(Stored data)
....
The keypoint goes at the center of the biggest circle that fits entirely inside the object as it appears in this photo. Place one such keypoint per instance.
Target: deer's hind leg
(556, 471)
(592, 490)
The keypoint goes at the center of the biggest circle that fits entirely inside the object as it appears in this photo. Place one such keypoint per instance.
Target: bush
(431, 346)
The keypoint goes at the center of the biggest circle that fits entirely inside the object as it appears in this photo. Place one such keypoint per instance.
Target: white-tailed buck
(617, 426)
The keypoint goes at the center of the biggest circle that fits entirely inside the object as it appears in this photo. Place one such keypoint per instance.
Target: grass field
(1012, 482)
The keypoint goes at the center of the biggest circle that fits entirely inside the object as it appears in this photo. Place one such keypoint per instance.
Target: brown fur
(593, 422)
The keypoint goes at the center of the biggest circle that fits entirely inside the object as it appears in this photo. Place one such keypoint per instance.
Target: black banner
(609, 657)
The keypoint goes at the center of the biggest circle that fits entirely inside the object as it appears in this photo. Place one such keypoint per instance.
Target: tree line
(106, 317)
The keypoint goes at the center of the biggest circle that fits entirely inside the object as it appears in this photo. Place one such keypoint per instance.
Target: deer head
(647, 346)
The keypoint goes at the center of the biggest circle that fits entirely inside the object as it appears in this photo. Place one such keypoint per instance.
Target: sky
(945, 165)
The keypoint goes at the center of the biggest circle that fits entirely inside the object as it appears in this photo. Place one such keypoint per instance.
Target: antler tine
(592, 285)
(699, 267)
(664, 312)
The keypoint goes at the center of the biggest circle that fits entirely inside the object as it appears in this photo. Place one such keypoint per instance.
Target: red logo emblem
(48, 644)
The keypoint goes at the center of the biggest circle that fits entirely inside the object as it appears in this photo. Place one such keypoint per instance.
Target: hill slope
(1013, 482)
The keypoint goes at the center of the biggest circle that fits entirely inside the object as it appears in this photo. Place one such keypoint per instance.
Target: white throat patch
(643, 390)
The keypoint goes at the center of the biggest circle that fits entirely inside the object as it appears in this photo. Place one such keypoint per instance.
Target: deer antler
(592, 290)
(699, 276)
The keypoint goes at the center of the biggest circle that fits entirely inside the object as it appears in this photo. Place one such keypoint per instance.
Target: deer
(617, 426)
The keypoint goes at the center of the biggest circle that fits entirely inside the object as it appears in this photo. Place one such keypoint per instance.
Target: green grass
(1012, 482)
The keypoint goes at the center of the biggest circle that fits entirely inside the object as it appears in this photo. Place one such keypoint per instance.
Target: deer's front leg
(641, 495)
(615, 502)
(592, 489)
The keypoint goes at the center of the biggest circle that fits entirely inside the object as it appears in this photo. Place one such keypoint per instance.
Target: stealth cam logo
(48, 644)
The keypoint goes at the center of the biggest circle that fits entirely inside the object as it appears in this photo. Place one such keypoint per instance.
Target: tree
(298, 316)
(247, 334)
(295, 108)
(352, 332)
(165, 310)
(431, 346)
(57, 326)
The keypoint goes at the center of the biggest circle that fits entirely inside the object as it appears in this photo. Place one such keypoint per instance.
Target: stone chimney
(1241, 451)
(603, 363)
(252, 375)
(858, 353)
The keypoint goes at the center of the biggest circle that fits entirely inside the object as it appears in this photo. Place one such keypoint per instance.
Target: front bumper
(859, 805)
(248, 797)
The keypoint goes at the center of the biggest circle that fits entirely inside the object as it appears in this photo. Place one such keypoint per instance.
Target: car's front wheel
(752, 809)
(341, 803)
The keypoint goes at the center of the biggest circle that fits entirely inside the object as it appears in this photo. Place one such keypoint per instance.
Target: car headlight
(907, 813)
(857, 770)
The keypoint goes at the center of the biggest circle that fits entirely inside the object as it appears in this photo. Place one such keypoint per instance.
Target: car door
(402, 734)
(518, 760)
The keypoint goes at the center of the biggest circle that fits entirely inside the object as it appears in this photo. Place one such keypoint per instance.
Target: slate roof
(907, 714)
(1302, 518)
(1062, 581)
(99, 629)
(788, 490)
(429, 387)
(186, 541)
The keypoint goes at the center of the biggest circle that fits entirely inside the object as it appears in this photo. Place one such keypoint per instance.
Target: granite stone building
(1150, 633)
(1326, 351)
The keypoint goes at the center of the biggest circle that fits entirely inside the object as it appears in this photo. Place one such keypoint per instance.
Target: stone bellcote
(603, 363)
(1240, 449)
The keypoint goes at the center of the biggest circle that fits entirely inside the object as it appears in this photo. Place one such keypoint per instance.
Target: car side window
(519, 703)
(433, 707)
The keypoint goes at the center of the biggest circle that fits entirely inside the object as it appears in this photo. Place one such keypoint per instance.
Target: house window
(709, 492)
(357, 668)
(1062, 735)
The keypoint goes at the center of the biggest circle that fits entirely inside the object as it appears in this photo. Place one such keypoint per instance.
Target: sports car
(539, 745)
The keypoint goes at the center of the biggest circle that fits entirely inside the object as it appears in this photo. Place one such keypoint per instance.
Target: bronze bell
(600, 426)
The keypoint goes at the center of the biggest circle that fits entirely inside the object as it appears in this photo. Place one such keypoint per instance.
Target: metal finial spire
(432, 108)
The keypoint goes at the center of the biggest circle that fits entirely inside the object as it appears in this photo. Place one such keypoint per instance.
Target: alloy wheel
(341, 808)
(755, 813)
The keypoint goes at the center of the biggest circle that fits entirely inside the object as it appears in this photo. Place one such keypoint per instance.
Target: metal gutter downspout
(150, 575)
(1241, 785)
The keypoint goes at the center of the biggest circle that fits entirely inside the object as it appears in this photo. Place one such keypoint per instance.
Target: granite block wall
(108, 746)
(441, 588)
....
▶ [Set task]: Return every line of the material exactly.

▶ [Reply to the task]:
The keypoint goes at the center of the biggest circle that fits entirely inside the object as it appears in this photo. Place one such keypoint per instance.
Target: deer's hind leg
(556, 471)
(592, 490)
The keypoint goes at the center of the biggest circle that fits entirely inside the object as it appears in this photo. Place one such keypoint per instance.
Target: bush
(431, 346)
The keypoint goes at the center of the biggest circle that fits entirely inside the object as it appears in this photo. Place one such keypoint per instance.
Target: white-tailed buck
(617, 426)
The keypoint goes at the center of the biggest circle that fits entirely inside the object as it appears in this photo. Place one such keypoint per instance.
Target: grass field
(1012, 482)
The keypoint goes at the center of the biggest circle that fits entirely inside the object as it appears in this photo. Place one such keypoint per instance.
Target: brown fur
(593, 422)
The keypoint goes at the center of the biggest circle that fits entirely inside the object as it appears in this photo. Place one such keypoint per instance.
Target: black banner
(609, 657)
The keypoint goes at the center of the biggest circle that fits entirely inside the object as it appears in this photo. Place one such keypoint per instance.
Target: tree line
(106, 317)
The keypoint goes at the center of the biggest circle that fits entirely inside the object as it appears in this photo. Place one such keypoint per instance.
Target: deer head
(647, 346)
The keypoint goes at the center of the biggest circle that fits entirely inside the object as it appears in this photo. Place one such keypoint per instance.
Target: sky
(945, 165)
The keypoint goes at the center of the biggest circle that fits entirely inside the object as it appears in this photo. Place one such keypoint per instance.
Target: antler tine
(592, 285)
(699, 267)
(664, 312)
The keypoint goes at the center of the biggest circle that fits entirely inside the object as it appears in this photo. Place one such keypoint per instance.
Target: red logo emblem
(48, 644)
The keypoint goes at the center of the biggest circle that fits entirely inside the object as it appears in this photo. Place one such keypoint per instance.
Target: hill slope
(1013, 482)
The keypoint goes at the center of the biggest circle that fits entirely inside the object as it appears in this photo. Place one such keypoint per instance.
Target: white throat patch
(643, 390)
The keypoint goes at the center of the biggest circle that fits entirely inside the object as it appears in this photo. Place one such keypoint per instance.
Target: deer antler
(592, 290)
(699, 276)
The keypoint goes at the center of the biggest circle that fits entirely inside the object as it appears in this photo. Place one such keypoint per instance.
Target: deer
(617, 426)
The keypoint goes at the center of the biggest circle that fits entirely inside the object as it appears in this photo. Place one such keypoint per instance.
Target: green grass
(1012, 482)
The keypoint goes at the center of the biggest circle that fits entirely inside the object as it appears in this photo. Place one such keypoint per instance.
Target: deer's front leg
(641, 495)
(615, 502)
(592, 489)
The keypoint goes at the center of the biggest circle that fits entirely inside the object as it appears in this photo. Place one such keypoint per instance.
Target: stealth cam logo
(48, 644)
The keypoint goes at the center of the biggest circle that fits entirely inside the object as it appears in this photo. Place one such keypoint per instance.
Target: tree
(298, 316)
(247, 334)
(295, 108)
(352, 332)
(165, 310)
(431, 346)
(57, 326)
The keypoint goes at the center of the biggest circle that fits entirely inside the object as it appears in this photo. Place one such keypoint per instance.
Target: stone chimney
(1241, 451)
(603, 363)
(252, 375)
(858, 353)
The keypoint goes at the center of the biggest circle that fits entirely inside the object as it appears in this photo. Place one such keypoint per instance.
Target: front bumper
(859, 805)
(248, 797)
The keypoint goes at the center of the biggest circle that fits entirely inside the object as it appears in this photo. Place one such keypoint per instance.
Target: car's front wheel
(752, 809)
(341, 803)
The keypoint goes at the center of the biggest circle that fits entirely inside the object as it appears in this photo. Place one such keypoint per instance.
Target: car headlight
(907, 813)
(857, 770)
The keypoint goes at the center of the biggest circle that fits entirely inside the object as it appears in this photo. Place one such keypoint per instance.
Target: car door
(402, 734)
(518, 760)
The keypoint goes at the center of the biggest circle that fits entirely inside the object as it appears in this photo. Place one such keypoint per instance.
Target: slate roof
(907, 714)
(1302, 518)
(1062, 581)
(99, 629)
(788, 490)
(429, 387)
(186, 541)
The keypoint goes at the center of the biggest circle that fits entirely inside the object as it appears in this photo. Place one such keypoint per instance.
Target: granite stone building
(1150, 633)
(1326, 351)
The keypoint goes at the center of the biggest circle that fits entirely inside the object as it appears in this photo. Place one such keypoint per instance.
Target: stone bellcote
(603, 363)
(1240, 449)
The keypoint goes at the center of the biggest circle that fits entirely inside the object as it appears in this photo. Place one such keypoint per instance.
Target: car side window
(519, 703)
(433, 707)
The keypoint goes at the center of the biggest circle that fits entirely inside the object as it appears in this photo. Place one such keypoint per instance.
Target: house window
(709, 492)
(357, 668)
(1062, 735)
The keypoint goes at the center of the biggest circle that fits entirely inside the object as it appears in this photo. Place one such keypoint per instance.
Target: sports car
(539, 745)
The keypoint goes at the center of the biggest circle that fits entirely inside the object as it appears in this photo. Place one such keypoint per instance.
Target: bronze bell
(600, 426)
The keypoint goes at the center of the biggest circle that fits entirely inside the object as it appears in this photo. Place one such keypoint per instance.
Target: metal finial spire
(432, 108)
The keypoint goes at the center of the biggest circle that fits entirely inside the object as it appears in this photo. Place one such keypoint per instance.
Target: alloy wheel
(341, 808)
(755, 813)
The keypoint goes at the center of the biggest circle that fits entirely inside the object as it appears in this photo. Place one such keypoint per instance.
Target: metal gutter downspout
(150, 575)
(1241, 785)
The keypoint goes at the center of the biggest circle that fits entirely inside the object as it appears in this photo. Place one such keypoint per instance.
Target: granite block wall
(108, 746)
(441, 588)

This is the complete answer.